• _Direction_:
Collect every line of the entries below that contains the string "railing", and copy each one in full. The match is case-sensitive.
— Start of Stored data —
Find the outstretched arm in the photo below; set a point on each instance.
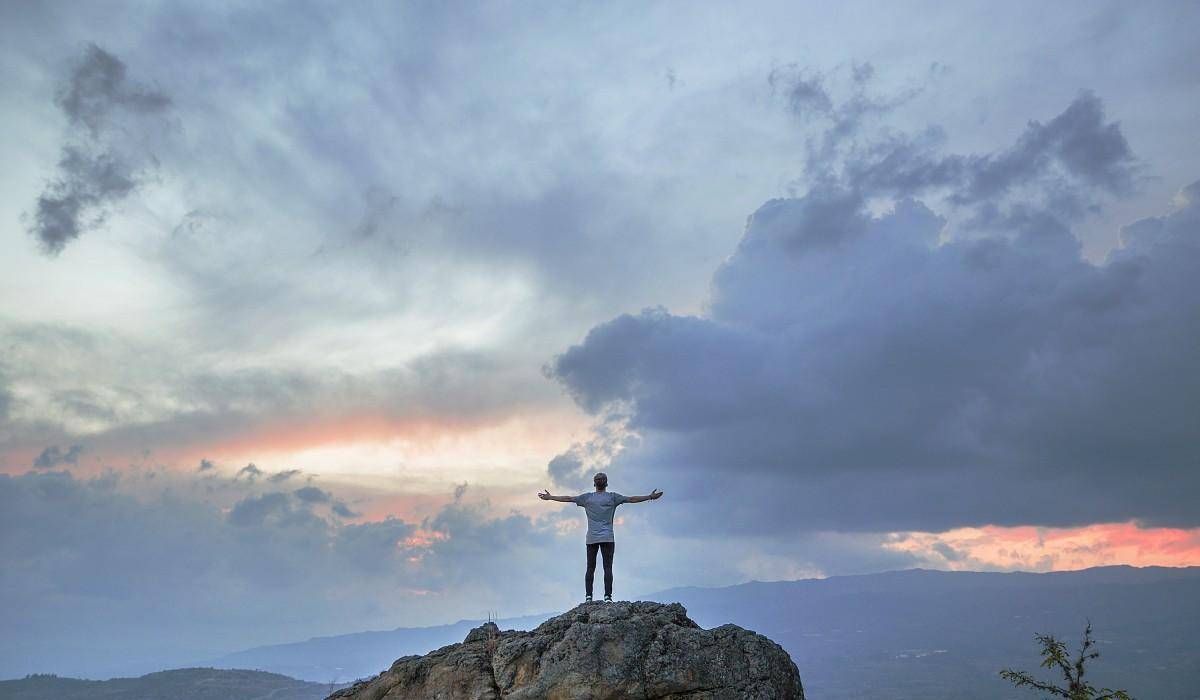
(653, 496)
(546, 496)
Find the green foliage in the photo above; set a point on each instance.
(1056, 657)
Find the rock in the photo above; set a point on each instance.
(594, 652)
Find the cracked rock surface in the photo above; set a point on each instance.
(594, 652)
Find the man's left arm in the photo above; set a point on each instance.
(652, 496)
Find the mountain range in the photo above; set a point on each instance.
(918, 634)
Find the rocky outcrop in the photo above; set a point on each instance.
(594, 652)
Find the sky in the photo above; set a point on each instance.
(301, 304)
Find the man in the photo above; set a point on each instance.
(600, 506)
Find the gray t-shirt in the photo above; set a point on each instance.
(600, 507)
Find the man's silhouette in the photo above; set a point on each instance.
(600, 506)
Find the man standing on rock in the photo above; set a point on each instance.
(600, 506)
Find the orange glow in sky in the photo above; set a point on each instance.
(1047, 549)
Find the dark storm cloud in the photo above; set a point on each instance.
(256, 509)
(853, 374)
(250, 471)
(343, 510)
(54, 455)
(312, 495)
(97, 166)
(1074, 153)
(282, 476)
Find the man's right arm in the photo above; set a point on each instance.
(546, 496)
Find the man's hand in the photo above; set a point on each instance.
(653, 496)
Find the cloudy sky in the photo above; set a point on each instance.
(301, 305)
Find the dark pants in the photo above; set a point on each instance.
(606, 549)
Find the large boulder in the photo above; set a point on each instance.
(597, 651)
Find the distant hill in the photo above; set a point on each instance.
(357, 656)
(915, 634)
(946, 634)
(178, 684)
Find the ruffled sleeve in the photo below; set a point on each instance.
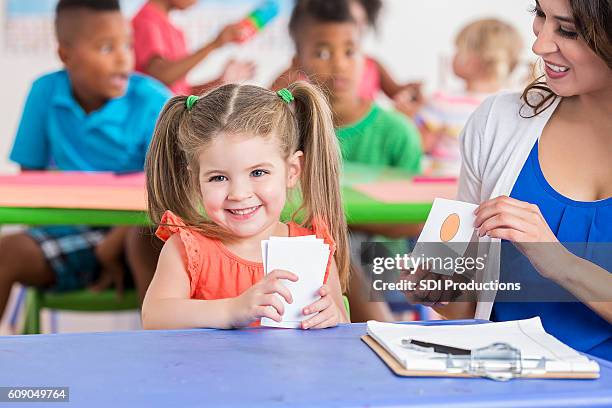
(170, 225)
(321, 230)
— End of Stored data —
— Start of Stored data —
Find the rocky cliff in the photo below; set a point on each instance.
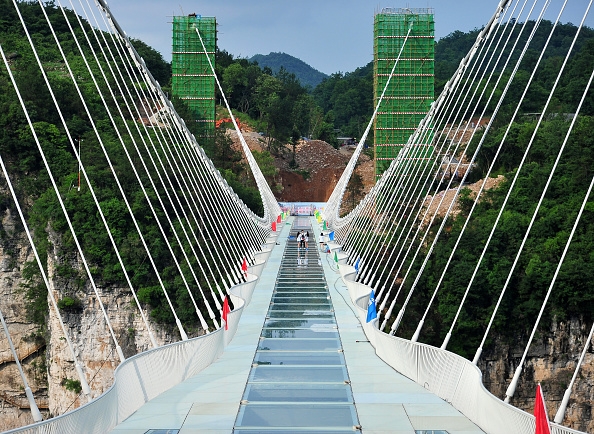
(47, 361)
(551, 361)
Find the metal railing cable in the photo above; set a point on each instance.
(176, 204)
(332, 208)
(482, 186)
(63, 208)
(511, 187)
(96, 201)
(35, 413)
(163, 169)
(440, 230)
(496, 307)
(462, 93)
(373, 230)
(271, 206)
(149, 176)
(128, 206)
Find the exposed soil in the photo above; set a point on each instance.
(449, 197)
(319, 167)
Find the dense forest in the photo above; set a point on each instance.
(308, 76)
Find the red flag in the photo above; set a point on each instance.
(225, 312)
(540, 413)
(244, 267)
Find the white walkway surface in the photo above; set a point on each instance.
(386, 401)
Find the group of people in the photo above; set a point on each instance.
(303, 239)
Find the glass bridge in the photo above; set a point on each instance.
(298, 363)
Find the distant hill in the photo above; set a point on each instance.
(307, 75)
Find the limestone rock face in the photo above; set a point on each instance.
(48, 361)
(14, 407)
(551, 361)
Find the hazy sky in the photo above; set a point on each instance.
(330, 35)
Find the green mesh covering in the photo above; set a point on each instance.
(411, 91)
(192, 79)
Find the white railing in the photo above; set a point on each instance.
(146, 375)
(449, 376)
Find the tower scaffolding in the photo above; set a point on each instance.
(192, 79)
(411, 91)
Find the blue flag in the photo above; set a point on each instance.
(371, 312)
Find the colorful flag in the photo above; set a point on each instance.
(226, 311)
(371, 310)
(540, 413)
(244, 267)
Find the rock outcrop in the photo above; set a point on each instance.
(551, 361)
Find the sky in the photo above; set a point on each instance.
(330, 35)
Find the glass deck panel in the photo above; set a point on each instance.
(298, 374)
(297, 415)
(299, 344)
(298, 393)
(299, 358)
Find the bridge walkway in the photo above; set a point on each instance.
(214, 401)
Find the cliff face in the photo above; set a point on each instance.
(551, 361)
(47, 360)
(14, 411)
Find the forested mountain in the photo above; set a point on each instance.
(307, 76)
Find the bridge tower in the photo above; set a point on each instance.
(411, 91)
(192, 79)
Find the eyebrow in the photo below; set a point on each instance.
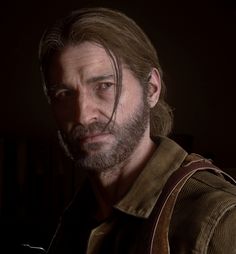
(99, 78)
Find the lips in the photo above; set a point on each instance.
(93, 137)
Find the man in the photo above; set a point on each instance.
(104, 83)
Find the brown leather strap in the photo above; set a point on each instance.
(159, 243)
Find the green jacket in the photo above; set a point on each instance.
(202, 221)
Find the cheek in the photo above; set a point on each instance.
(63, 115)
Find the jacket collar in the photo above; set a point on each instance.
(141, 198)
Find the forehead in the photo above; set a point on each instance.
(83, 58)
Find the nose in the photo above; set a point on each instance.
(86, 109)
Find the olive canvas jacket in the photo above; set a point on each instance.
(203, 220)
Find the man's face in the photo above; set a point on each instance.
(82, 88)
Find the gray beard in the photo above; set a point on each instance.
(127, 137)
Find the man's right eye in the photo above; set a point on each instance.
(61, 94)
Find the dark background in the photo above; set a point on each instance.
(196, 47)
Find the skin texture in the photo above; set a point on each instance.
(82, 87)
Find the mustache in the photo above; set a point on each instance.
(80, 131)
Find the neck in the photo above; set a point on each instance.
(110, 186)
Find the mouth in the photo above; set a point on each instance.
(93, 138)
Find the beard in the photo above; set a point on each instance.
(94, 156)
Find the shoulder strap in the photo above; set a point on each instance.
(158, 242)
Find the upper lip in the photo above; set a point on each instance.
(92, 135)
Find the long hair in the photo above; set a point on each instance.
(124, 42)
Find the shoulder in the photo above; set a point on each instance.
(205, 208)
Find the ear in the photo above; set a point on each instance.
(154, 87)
— End of Stored data —
• _Output of the exercise_:
Find the metal railing cable in the photo above; set a point on each instance.
Find the white railing in the photo above; set a point on each instance.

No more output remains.